Work to complete
Scan the material below and copy every line holding the word "bush".

Data for this exercise
^^^^

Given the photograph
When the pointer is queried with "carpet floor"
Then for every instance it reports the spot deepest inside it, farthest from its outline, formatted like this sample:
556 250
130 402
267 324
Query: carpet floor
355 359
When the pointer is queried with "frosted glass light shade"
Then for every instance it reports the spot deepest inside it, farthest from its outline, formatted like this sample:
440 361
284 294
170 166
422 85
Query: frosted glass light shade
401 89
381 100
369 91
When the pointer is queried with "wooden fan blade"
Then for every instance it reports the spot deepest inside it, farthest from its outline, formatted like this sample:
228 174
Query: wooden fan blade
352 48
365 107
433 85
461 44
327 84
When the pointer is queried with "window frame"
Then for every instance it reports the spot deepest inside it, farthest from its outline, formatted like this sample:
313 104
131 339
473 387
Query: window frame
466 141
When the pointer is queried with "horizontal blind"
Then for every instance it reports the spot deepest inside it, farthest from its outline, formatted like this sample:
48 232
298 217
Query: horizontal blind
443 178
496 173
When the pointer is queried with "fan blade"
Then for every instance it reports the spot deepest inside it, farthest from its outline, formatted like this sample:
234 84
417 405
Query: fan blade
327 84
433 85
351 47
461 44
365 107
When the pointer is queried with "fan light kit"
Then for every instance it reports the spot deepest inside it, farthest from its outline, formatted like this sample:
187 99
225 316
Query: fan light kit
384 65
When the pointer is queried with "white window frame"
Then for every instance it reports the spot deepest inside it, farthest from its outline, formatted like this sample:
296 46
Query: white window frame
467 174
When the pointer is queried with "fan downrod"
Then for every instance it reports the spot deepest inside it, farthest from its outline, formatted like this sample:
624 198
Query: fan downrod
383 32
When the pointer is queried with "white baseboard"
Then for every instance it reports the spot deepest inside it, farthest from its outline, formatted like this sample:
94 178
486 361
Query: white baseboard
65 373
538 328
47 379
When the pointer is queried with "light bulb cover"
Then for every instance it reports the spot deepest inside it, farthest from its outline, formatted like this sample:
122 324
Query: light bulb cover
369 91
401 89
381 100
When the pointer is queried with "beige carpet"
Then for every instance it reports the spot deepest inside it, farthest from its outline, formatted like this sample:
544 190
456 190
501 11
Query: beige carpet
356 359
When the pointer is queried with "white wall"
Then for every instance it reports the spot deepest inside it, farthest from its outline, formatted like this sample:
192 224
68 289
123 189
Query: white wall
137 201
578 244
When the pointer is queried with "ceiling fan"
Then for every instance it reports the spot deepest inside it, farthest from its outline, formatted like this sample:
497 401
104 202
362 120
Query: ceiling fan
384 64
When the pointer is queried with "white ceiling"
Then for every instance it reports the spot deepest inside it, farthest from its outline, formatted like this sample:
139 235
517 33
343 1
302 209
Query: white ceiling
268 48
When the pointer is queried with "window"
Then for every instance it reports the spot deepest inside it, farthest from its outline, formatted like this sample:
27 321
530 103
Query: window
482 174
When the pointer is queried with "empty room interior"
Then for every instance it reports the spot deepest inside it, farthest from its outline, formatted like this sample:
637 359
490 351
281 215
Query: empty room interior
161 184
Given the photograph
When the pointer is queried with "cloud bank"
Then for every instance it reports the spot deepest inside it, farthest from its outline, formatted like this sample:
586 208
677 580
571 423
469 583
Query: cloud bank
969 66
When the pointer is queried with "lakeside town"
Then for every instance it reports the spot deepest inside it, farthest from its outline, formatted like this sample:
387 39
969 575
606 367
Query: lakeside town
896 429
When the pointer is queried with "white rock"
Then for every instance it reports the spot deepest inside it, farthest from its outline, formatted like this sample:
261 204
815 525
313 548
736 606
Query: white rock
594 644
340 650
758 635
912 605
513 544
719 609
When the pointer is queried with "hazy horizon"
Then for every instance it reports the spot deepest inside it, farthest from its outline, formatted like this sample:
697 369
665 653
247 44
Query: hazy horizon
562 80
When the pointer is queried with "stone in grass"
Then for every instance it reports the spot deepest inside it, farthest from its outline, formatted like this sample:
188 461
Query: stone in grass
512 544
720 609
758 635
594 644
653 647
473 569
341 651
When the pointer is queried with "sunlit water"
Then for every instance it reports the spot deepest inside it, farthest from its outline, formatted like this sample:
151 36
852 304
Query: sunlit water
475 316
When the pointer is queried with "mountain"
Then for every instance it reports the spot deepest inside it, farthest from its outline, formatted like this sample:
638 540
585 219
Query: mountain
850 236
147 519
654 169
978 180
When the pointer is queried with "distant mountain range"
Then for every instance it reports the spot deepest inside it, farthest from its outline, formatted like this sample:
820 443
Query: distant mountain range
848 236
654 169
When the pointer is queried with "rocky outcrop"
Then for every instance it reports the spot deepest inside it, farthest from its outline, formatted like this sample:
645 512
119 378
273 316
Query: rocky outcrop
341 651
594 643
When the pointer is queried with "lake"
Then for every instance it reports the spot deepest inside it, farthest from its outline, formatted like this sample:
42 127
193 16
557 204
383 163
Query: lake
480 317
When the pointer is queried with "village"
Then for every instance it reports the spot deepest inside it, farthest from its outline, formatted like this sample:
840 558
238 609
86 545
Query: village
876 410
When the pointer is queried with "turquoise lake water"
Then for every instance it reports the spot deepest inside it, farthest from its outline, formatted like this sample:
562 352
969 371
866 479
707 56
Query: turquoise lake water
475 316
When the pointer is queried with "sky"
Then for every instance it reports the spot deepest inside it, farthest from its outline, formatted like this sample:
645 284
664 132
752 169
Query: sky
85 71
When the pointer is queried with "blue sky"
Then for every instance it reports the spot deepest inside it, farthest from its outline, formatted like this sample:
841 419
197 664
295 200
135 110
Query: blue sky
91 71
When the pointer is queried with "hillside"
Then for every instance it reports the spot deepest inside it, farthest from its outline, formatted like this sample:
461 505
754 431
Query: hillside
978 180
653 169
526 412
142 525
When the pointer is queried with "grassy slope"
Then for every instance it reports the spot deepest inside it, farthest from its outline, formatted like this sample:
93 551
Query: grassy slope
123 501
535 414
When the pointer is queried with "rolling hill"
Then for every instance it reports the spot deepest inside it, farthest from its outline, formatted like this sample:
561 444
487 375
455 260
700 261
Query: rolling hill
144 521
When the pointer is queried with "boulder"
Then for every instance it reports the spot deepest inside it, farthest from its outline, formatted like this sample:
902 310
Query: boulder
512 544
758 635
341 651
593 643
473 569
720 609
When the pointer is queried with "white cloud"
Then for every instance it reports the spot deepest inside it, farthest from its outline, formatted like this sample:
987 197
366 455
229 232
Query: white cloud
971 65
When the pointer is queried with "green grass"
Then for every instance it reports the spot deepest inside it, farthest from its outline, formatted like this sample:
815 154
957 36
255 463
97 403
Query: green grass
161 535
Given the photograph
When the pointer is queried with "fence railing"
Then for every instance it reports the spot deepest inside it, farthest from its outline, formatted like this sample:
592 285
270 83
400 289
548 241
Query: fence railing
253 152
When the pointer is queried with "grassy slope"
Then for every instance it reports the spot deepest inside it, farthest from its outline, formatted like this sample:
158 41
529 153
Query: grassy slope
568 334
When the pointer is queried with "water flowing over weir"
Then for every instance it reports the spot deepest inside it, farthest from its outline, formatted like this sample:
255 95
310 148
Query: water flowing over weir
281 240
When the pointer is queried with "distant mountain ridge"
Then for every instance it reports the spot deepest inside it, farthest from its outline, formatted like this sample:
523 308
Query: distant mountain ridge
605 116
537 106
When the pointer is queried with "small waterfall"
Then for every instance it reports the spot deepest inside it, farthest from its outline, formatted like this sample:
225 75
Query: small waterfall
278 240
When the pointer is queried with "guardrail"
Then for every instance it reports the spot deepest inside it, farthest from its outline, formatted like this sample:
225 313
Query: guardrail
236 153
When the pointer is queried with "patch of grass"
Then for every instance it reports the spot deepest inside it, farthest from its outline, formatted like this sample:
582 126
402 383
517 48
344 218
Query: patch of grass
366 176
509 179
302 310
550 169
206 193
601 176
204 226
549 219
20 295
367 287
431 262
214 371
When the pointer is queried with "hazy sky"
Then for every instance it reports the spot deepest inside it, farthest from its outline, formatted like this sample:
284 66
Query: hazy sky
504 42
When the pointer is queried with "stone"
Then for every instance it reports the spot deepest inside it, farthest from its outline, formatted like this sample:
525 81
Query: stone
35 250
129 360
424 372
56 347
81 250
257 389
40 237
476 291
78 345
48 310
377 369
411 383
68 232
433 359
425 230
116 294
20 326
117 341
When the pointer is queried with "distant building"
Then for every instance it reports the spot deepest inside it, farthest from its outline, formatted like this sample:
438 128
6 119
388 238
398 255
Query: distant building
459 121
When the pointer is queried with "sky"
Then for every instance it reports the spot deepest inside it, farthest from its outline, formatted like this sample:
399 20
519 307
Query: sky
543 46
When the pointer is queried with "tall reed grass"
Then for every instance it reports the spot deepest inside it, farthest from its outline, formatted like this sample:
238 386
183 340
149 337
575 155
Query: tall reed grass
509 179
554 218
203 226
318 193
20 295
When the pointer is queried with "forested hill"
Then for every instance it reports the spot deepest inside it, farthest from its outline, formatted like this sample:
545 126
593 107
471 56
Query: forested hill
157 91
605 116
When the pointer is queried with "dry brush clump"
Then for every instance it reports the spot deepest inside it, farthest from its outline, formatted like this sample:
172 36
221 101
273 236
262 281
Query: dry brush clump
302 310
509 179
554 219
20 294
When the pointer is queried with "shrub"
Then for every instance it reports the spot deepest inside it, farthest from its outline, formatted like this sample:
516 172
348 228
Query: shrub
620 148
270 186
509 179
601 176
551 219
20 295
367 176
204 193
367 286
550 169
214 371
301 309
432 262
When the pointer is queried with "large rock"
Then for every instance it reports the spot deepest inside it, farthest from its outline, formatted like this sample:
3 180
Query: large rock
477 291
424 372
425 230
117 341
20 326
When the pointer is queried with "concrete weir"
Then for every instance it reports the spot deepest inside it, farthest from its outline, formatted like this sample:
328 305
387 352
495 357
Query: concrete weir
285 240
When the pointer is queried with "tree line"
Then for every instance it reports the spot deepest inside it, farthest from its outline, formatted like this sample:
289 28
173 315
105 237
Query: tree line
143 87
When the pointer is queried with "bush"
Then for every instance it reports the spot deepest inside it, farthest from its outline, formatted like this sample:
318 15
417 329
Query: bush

^^^^

Solution to this problem
When the pointer is queried with "bush"
Query: bush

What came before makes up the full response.